_LIST OF TASKS_:
1 - Set down the part of the function argument list from "Vector of non-negative" up to and including "given as logarithms.", word for word.
2 - Report each line of the records that contains the string "streaked".

Begin READING TEXT

Either a vector of observed sums or NULL. If NULL, probabilities of all possible observations are returned.

probs

Vector of probabilities of success of each Bernoulli trial.

val_p

Vector of values that each trial produces with probability in probs.

val_q

Vector of values that each trial produces with probability in 1 - probs.

wts

Vector of non-negative integer weights for the input probabilities.

method

Character string that specifies the method of computation and must be one of "DivideFFT", "Convolve", "Characteristic", "Normal" or "RefinedNormal" (abbreviations are allowed).

log, log.p

Logical value indicating if results are given as logarithms.

lower.tail

Logical value indicating if results are P[X ≤q x] (if TRUE; default) or P[X > x] (if FALSE).

p

Vector of probabilities for computation of quantiles.

n

Number of observations. If length(n) > 1, the length is taken to be the number required.

generator

Character string that specifies the random number generator and must either be "Sample" or "Bernoulli" (abbreviations are allowed).

End READING TEXT
Begin SUPPLIED DATA

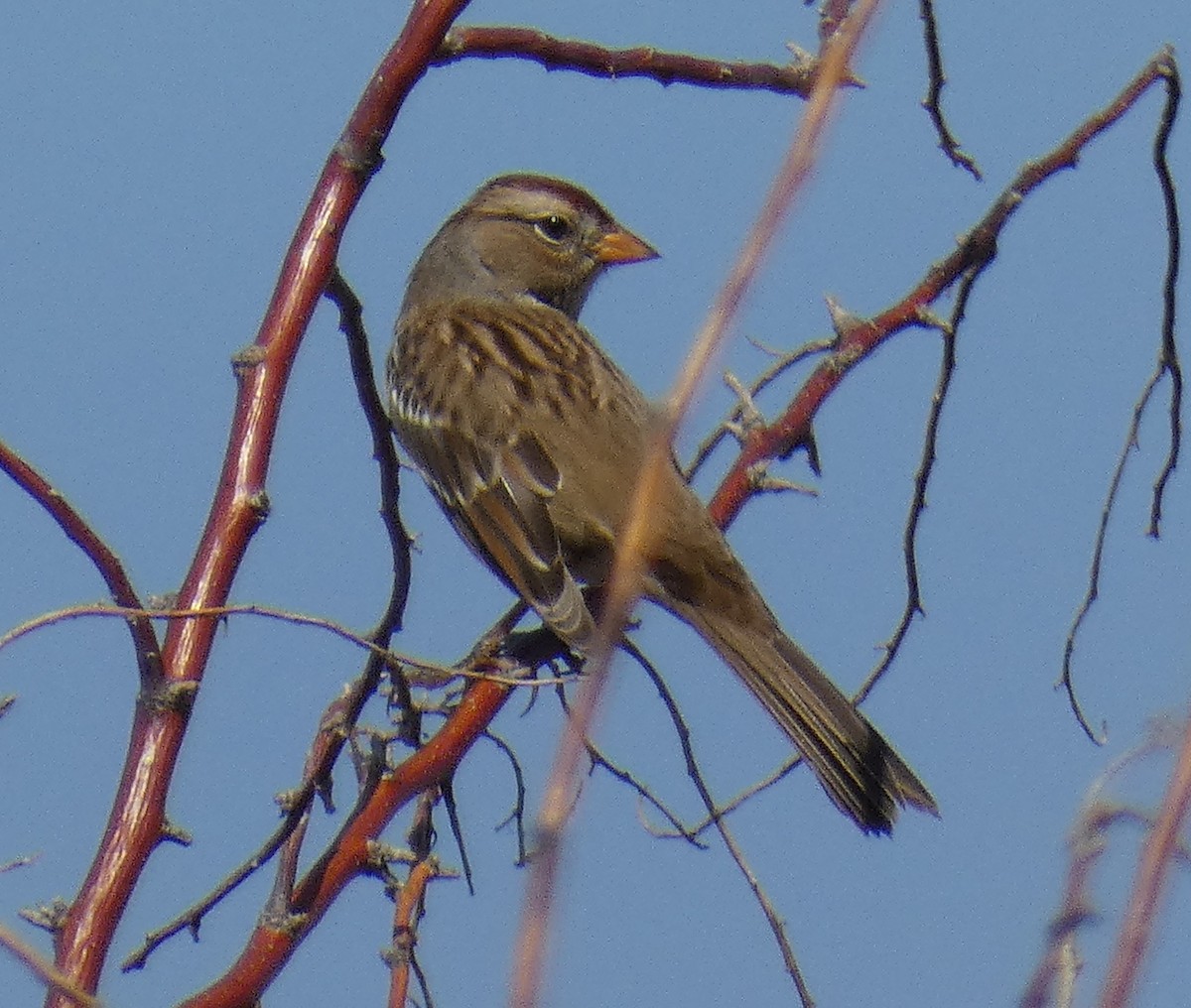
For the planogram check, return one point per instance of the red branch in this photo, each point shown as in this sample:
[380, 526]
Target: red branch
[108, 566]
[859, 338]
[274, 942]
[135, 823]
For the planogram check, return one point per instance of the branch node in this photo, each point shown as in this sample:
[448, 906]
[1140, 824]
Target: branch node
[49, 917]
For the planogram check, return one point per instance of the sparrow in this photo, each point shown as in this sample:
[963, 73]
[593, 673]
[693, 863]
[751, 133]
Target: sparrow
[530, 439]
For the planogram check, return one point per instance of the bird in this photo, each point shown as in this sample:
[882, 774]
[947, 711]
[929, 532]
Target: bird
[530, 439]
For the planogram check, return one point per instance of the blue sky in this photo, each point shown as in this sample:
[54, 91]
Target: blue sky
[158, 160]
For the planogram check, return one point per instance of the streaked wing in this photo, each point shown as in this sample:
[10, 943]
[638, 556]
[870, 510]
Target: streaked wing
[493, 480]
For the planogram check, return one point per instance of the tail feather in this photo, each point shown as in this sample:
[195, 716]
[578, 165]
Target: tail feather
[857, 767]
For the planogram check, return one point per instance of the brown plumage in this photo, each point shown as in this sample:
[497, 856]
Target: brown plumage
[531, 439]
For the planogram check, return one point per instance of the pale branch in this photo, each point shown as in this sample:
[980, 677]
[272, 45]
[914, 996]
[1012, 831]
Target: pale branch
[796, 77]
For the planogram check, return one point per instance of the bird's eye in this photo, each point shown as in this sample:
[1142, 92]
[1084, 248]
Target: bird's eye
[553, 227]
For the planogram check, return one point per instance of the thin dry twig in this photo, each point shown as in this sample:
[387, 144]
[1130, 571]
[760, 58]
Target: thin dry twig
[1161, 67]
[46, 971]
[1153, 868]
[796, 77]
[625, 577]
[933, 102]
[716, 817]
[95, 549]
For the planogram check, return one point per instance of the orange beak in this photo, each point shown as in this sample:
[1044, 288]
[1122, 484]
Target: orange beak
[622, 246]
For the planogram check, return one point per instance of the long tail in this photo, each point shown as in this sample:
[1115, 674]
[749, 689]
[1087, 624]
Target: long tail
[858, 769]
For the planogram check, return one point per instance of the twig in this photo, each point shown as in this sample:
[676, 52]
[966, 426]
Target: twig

End SUPPLIED DATA

_LIST OF SOLUTIONS_:
1 -
Vector of non-negative integer weights for the input probabilities.

method

Character string that specifies the method of computation and must be one of "DivideFFT", "Convolve", "Characteristic", "Normal" or "RefinedNormal" (abbreviations are allowed).

log, log.p

Logical value indicating if results are given as logarithms.

2 -
For the planogram check, return one point per instance of the streaked wing in this photo, each point shown as in this sample:
Target: streaked wing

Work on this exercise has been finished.